DOCUMENT SEGMENT ::
________________

Russian Arctic National Park (Национальный парк "Русская Арктика") is a national park of Russia, which was established in June 2009. It was expanded in 2016, and it covers a large and remote area of the Arctic Ocean, the northern part of Novaya Zemlya (Severny Island), and Franz Josef Land.

==Geography==

After expansion in 2016, approximately 74,000 km^{2}, 16,000 km^{2} in land area and 58,000 km^{2} in sea area were added to the National Park. In 2009 the total area of the national park was 14,260 km^{2}, including 6,320 km^{2} on the land and 7,940 km^{2} of the Arctic Ocean.

The area is the habitat of polar bears and bowhead whales. The area also includes one of the largest bird colonies in the Northern Hemisphere, as well as walrus and seal rookeries. In addition to preserving natural habitats, the area of the national park is important for preserving the cultural heritage, which is related to the history of discovery and colonisation of the vast Arctic territories starting from the sixteenth century.

________________

ASSIGNMENT 1 ::
Using the passage on Russian Arctic National Park, answer:
(a) When was the park established?
(b) What was the park's total area in 2009?
(c) Which two animals is the area named as the habitat of?
ASSIGNMENT 2 :: Continue the passage on Russian Arctic National Park from its last sentence.

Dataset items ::
________________

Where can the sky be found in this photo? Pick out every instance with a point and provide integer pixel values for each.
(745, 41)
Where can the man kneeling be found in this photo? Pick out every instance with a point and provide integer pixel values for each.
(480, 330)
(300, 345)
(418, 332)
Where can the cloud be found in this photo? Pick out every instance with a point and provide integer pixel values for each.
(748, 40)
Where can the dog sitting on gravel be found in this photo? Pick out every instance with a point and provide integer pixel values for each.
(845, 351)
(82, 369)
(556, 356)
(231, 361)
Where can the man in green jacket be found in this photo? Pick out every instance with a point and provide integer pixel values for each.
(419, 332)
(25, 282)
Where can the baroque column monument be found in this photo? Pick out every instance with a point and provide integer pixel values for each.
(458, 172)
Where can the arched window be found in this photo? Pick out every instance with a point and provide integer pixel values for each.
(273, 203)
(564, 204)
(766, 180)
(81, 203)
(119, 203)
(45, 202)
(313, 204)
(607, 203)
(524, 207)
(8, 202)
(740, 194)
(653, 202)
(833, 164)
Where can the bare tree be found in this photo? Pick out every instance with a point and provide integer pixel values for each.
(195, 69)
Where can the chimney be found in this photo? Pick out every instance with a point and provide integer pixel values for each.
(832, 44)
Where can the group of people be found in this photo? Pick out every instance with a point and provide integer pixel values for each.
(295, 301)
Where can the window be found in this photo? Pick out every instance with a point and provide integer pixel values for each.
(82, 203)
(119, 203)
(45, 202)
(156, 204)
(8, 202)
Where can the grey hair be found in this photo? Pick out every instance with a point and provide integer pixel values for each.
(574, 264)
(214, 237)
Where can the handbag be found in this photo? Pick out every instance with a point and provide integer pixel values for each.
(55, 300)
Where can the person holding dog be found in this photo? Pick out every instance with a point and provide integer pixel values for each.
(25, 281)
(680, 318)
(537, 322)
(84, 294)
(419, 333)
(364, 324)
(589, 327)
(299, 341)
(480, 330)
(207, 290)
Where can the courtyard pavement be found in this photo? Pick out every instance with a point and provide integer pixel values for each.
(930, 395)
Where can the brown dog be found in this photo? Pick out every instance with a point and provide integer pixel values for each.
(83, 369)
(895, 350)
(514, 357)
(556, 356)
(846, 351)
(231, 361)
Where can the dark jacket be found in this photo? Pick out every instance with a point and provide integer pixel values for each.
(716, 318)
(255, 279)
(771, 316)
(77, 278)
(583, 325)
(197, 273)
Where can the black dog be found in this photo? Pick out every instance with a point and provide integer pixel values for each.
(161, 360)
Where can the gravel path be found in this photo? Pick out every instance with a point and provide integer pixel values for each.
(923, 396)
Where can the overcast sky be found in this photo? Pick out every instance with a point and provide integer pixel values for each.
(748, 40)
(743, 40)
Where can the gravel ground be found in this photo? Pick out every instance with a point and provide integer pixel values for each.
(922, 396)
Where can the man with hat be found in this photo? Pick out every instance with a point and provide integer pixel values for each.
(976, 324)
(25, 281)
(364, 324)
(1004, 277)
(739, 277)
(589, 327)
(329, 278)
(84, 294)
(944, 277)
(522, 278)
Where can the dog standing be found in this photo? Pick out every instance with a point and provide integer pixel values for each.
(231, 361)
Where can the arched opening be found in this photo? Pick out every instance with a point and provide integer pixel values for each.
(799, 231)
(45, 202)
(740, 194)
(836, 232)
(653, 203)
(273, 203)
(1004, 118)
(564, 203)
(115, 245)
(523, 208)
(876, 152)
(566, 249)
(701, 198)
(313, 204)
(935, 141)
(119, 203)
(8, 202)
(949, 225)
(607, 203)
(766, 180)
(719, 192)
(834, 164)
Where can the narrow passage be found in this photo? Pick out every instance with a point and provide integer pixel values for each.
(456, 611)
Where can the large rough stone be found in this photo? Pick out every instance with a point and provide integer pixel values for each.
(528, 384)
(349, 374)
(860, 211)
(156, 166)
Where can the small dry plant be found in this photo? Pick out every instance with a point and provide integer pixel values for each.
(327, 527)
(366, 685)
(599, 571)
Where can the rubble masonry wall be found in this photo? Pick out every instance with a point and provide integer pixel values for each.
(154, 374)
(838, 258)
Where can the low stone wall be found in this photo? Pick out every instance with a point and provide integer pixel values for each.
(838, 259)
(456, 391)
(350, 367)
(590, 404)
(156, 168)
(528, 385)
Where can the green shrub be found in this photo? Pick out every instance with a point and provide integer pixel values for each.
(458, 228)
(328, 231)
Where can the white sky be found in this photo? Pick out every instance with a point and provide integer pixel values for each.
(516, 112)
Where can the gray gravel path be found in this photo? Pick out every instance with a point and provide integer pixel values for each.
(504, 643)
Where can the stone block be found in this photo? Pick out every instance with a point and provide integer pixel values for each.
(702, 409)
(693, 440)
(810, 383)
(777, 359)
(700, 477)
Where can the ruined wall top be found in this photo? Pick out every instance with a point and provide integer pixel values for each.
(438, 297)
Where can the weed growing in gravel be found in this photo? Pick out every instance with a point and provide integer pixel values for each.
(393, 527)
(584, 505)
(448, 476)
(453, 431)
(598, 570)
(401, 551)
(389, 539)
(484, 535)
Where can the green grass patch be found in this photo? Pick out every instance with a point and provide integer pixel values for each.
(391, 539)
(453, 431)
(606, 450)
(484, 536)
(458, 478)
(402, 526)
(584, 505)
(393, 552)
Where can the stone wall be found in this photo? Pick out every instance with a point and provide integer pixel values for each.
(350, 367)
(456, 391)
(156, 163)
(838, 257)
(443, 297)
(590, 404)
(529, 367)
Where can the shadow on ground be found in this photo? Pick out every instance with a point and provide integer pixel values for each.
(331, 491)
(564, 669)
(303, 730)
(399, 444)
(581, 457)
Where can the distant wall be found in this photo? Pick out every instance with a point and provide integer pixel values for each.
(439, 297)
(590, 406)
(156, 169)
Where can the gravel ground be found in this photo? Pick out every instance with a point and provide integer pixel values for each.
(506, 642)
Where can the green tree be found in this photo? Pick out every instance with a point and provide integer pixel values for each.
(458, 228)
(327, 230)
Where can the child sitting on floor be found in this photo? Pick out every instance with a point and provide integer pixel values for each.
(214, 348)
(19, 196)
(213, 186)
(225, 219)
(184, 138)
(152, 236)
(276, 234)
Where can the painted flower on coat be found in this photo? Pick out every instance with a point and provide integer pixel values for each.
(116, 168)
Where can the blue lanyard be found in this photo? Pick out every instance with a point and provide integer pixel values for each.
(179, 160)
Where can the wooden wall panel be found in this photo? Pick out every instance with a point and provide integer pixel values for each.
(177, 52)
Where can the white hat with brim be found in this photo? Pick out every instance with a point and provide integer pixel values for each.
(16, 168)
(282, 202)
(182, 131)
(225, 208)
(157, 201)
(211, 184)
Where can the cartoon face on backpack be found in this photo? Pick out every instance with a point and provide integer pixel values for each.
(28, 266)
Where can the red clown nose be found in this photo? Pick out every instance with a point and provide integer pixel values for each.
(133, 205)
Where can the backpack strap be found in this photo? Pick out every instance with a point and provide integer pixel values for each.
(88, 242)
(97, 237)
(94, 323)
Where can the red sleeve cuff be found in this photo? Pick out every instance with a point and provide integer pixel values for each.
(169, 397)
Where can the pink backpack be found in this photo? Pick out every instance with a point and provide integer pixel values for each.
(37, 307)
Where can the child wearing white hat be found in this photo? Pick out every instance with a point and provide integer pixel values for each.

________________

TASK OUTPUT 1 ::
(a) June 2009
(b) 14,260 km²
(c) Polar bears and bowhead whales

TASK OUTPUT 2 ::
The Great Arctic State Nature Reserve is located on counter-side of Kara Sea.

== History ==
The Russian government first established the Franz Joseph Land Conservation Area on 23 April 1994. Plans for a national park covering northern Novaya Zemlya and Franz Josef Land were launched in the 2000s. When Russian Arctic National Park was established on 15 June 2009, Franz Josef Land and Victoria Island were excluded. Announcing the event, Prime Minister Vladimir Putin expressed his hopes that the National Park could help develop tourism in the area. Putin visited the archipelago in 2010, describing it as a "giant rubbish tip".

By 2011 the national park had been expanded to also include Franz Josef Land in a move to better accommodate tourism in the archipelago. Russia commenced a 1.5 billion ruble, three-year clean-up project starting in 2012 to remove more than 100,000 tonnes of waste which had accumulated during the Soviet era. These include a quarter million barrels of oil products, a million old barrels and dilapidated vehicles, radar installations and aircraft, among others.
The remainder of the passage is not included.